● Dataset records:
========================================================================
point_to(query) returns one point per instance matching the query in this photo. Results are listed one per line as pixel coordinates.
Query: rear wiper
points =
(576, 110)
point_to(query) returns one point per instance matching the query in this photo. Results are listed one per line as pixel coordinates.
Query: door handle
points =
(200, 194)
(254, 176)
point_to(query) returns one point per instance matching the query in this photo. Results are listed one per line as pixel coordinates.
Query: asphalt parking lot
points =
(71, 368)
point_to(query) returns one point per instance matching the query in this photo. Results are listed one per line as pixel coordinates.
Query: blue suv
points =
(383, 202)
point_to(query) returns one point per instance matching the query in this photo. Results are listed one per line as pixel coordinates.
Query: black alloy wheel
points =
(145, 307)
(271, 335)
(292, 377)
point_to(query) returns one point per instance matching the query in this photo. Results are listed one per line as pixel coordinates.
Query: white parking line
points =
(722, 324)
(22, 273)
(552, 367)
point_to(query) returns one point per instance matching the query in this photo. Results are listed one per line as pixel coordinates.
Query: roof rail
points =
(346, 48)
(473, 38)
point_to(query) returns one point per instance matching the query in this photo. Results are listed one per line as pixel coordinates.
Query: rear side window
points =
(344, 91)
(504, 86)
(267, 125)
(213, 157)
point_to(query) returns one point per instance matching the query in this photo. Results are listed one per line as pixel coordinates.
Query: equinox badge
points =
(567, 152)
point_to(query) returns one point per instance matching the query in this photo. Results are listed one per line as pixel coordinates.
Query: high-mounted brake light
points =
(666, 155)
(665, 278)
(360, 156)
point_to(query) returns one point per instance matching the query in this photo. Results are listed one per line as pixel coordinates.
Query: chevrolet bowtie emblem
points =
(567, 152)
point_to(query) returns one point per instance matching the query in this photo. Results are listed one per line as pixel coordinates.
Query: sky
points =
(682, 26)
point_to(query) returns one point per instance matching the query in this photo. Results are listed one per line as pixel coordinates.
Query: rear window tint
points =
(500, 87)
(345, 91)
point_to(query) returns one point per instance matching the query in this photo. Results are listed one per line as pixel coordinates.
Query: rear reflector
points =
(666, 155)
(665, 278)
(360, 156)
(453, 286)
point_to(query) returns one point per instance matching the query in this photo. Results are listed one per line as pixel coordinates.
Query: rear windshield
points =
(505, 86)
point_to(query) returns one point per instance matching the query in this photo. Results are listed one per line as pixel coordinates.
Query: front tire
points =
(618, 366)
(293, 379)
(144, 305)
========================================================================
● Work to complete: Identify every line of the records above that contains the string "parking", and copy each of those lines. Case counts.

● Solution below:
Query: asphalt parking lot
Query: white parking line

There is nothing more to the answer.